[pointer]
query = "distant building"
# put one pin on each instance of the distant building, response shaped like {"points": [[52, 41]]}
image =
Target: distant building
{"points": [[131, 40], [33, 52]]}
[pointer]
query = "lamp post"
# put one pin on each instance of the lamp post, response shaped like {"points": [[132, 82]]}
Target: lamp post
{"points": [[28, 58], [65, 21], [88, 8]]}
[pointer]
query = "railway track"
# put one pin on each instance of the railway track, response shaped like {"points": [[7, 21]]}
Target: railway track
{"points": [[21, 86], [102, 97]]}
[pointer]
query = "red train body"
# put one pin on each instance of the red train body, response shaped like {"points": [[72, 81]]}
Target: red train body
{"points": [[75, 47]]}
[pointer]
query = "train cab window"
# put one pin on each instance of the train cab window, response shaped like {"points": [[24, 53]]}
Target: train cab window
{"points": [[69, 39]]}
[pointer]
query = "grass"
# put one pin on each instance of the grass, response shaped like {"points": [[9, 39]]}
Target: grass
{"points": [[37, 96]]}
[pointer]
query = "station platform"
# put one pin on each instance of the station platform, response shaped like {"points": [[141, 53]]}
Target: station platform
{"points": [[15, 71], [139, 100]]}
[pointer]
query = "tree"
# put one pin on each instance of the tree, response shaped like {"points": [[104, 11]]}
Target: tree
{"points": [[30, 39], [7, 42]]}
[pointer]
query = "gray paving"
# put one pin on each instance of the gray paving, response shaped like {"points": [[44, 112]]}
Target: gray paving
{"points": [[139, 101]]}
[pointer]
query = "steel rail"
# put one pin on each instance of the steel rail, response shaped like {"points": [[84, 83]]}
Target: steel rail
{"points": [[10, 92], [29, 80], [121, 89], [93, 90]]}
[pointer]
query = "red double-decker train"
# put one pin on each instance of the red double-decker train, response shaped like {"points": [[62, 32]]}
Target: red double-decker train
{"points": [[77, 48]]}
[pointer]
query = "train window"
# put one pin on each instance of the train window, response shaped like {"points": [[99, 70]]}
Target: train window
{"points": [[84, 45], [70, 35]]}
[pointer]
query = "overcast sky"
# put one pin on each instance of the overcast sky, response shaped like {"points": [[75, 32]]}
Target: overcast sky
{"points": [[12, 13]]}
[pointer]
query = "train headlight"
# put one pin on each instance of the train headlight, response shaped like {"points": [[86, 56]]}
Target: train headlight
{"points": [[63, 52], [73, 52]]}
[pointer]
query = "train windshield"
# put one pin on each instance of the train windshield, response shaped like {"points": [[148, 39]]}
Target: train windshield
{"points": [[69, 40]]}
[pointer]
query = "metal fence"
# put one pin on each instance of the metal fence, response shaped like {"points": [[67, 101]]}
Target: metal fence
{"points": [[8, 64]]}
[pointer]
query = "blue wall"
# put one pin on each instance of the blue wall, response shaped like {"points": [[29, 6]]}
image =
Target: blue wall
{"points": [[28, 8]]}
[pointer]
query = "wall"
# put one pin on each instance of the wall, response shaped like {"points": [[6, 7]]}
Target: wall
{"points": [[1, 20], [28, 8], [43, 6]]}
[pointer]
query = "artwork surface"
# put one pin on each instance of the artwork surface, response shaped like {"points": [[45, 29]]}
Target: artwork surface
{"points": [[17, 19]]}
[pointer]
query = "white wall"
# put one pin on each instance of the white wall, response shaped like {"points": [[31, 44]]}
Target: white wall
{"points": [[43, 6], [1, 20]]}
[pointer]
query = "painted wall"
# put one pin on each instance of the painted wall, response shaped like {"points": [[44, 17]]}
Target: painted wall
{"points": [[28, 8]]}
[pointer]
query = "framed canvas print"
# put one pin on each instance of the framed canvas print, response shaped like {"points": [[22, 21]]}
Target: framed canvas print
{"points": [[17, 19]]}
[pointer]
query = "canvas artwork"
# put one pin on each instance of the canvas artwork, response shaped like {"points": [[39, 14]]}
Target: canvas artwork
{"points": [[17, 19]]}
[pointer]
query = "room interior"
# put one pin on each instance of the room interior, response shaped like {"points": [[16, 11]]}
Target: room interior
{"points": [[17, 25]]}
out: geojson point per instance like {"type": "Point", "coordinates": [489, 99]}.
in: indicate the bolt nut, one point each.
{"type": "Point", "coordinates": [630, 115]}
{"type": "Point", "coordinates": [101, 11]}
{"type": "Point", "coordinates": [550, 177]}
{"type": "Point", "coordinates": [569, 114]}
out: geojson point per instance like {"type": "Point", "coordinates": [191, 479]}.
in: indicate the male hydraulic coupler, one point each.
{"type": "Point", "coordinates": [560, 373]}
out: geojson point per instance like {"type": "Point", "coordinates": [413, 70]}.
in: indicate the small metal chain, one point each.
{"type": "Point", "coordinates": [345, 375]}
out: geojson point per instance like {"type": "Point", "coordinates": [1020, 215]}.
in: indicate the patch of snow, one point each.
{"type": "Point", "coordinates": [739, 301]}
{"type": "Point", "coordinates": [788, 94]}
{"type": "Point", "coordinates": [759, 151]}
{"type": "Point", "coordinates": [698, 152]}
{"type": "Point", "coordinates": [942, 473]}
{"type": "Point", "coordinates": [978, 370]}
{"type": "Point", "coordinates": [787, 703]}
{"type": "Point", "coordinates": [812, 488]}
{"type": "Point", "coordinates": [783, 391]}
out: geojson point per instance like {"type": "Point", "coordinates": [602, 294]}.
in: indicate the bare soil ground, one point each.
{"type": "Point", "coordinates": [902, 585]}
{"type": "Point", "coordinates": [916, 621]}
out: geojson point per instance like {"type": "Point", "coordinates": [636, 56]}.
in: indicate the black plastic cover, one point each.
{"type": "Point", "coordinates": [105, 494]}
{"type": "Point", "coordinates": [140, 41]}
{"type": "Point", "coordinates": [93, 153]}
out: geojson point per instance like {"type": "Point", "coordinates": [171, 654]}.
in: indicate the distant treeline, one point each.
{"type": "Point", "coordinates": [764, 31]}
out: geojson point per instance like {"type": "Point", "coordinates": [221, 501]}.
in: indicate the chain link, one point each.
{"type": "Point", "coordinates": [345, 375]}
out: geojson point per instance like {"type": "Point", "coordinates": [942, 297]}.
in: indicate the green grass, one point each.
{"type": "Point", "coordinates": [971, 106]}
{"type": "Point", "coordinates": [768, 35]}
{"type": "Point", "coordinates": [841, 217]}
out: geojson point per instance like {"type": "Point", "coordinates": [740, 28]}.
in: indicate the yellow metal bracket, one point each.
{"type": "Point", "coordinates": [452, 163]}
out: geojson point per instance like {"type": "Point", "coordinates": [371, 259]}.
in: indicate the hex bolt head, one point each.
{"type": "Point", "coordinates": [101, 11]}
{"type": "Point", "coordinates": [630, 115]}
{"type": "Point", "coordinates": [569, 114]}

*****

## DIRECTION
Each record above should be restated word for word.

## OUTPUT OF THE EXERCISE
[pointer]
query = "distant building"
# put one pin on each instance of the distant building, response shaped like {"points": [[52, 41]]}
image =
Target: distant building
{"points": [[131, 40], [33, 52]]}
[pointer]
query = "lamp post"
# put one pin on each instance of the lamp post, response shaped like {"points": [[132, 82]]}
Target: lamp post
{"points": [[28, 58], [65, 21], [88, 8]]}
[pointer]
query = "railway track"
# put one pin on each instance of the railway track, response shaped like {"points": [[7, 21]]}
Target: railway track
{"points": [[21, 86], [102, 97]]}
[pointer]
query = "red train body"
# put one pin on each instance of the red train body, response shaped like {"points": [[72, 81]]}
Target: red train body
{"points": [[75, 47]]}
[pointer]
query = "train cab window"
# put one pin on each instance of the train cab window, response shaped like {"points": [[24, 53]]}
Target: train cab window
{"points": [[69, 39]]}
[pointer]
query = "grass"
# put one pin on each instance of the grass, response shaped like {"points": [[9, 39]]}
Target: grass
{"points": [[37, 96]]}
[pointer]
query = "station platform"
# put one pin on each instance of the station platform, response shaped like {"points": [[141, 53]]}
Target: station platform
{"points": [[15, 71], [139, 100]]}
[pointer]
query = "tree"
# put one pin on each instance of the tree, response shaped like {"points": [[104, 11]]}
Target: tree
{"points": [[30, 39], [7, 42]]}
[pointer]
query = "gray paving"
# put one pin on each instance of the gray paving, response shaped like {"points": [[44, 112]]}
Target: gray paving
{"points": [[139, 101]]}
[pointer]
query = "steel rail"
# put one pin on each instance of the steel rail, response shaped like {"points": [[84, 83]]}
Target: steel rail
{"points": [[10, 92], [29, 80], [121, 89], [93, 90]]}
[pointer]
query = "red double-decker train"
# put one pin on each instance of the red double-decker train, response shaped like {"points": [[62, 32]]}
Target: red double-decker train
{"points": [[77, 48]]}
[pointer]
query = "train window"
# put one pin on each instance of the train window, response shaped like {"points": [[99, 70]]}
Target: train window
{"points": [[84, 45], [70, 35]]}
[pointer]
query = "overcast sky"
# put one pin on each instance of the overcast sky, response shaped like {"points": [[75, 32]]}
Target: overcast sky
{"points": [[12, 13]]}
[pointer]
query = "train headlight"
# put one pin on each instance of the train headlight, response shaped like {"points": [[86, 56]]}
Target: train headlight
{"points": [[63, 52], [73, 52]]}
[pointer]
query = "train windshield"
# put one pin on each instance of the train windshield, response shaped like {"points": [[148, 39]]}
Target: train windshield
{"points": [[69, 40]]}
[pointer]
query = "metal fence"
# put one pin on each instance of the metal fence, response shaped like {"points": [[67, 101]]}
Target: metal fence
{"points": [[8, 64]]}
[pointer]
query = "blue wall"
# put one pin on each instance of the blue wall, response shaped like {"points": [[29, 6]]}
image =
Target: blue wall
{"points": [[28, 8]]}
[pointer]
query = "wall"
# put one pin on each instance of the wall, response shaped like {"points": [[6, 7]]}
Target: wall
{"points": [[1, 20], [28, 8], [43, 6]]}
[pointer]
query = "artwork surface"
# put one pin on each instance of the artwork surface, response shaped like {"points": [[45, 29]]}
Target: artwork surface
{"points": [[17, 19]]}
[pointer]
query = "white wall"
# put one pin on each instance of the white wall, response shaped like {"points": [[31, 44]]}
Target: white wall
{"points": [[43, 6], [1, 20]]}
[pointer]
query = "painted wall"
# put one pin on each instance of the painted wall, response shaped like {"points": [[44, 17]]}
Target: painted wall
{"points": [[28, 8]]}
[pointer]
query = "framed canvas print"
# put one pin on each instance of the framed canvas print, response shaped like {"points": [[22, 21]]}
Target: framed canvas print
{"points": [[17, 19]]}
[pointer]
query = "canvas artwork"
# put one pin on each instance of the canvas artwork, response shaped like {"points": [[39, 14]]}
Target: canvas artwork
{"points": [[17, 19]]}
[pointer]
query = "room interior"
# put one pin on each instance of the room interior, response shaped like {"points": [[16, 11]]}
Target: room interior
{"points": [[17, 25]]}
out: geojson point per instance like {"type": "Point", "coordinates": [489, 99]}.
in: indicate the bolt nut, one point each.
{"type": "Point", "coordinates": [630, 115]}
{"type": "Point", "coordinates": [101, 11]}
{"type": "Point", "coordinates": [550, 177]}
{"type": "Point", "coordinates": [569, 114]}
out: geojson point per instance like {"type": "Point", "coordinates": [191, 479]}.
in: indicate the male hydraulic coupler, one point each.
{"type": "Point", "coordinates": [560, 373]}
out: geojson point per instance like {"type": "Point", "coordinates": [413, 70]}.
in: indicate the small metal chain, one point each.
{"type": "Point", "coordinates": [345, 375]}
out: geojson point per instance like {"type": "Point", "coordinates": [1020, 215]}.
in: indicate the patch of snow, one point each.
{"type": "Point", "coordinates": [739, 301]}
{"type": "Point", "coordinates": [788, 94]}
{"type": "Point", "coordinates": [759, 151]}
{"type": "Point", "coordinates": [698, 152]}
{"type": "Point", "coordinates": [942, 473]}
{"type": "Point", "coordinates": [978, 370]}
{"type": "Point", "coordinates": [787, 703]}
{"type": "Point", "coordinates": [812, 488]}
{"type": "Point", "coordinates": [783, 391]}
out: geojson point per instance like {"type": "Point", "coordinates": [602, 294]}.
in: indicate the bare soil ground, one point each.
{"type": "Point", "coordinates": [902, 585]}
{"type": "Point", "coordinates": [916, 621]}
out: geojson point per instance like {"type": "Point", "coordinates": [636, 56]}.
in: indicate the black plastic cover, one point each.
{"type": "Point", "coordinates": [105, 494]}
{"type": "Point", "coordinates": [140, 41]}
{"type": "Point", "coordinates": [93, 153]}
out: geojson point per instance like {"type": "Point", "coordinates": [171, 654]}.
in: indicate the distant treeline, one point each.
{"type": "Point", "coordinates": [764, 31]}
out: geojson point per instance like {"type": "Point", "coordinates": [221, 501]}.
in: indicate the chain link, one point each.
{"type": "Point", "coordinates": [345, 375]}
out: geojson point per instance like {"type": "Point", "coordinates": [942, 297]}.
in: indicate the green grass, one point each.
{"type": "Point", "coordinates": [971, 106]}
{"type": "Point", "coordinates": [768, 35]}
{"type": "Point", "coordinates": [841, 217]}
out: geojson point per instance like {"type": "Point", "coordinates": [740, 28]}.
in: indicate the yellow metal bracket, one point each.
{"type": "Point", "coordinates": [452, 163]}
out: geojson point per instance like {"type": "Point", "coordinates": [371, 259]}.
in: indicate the hex bolt head, one point each.
{"type": "Point", "coordinates": [101, 11]}
{"type": "Point", "coordinates": [630, 115]}
{"type": "Point", "coordinates": [569, 114]}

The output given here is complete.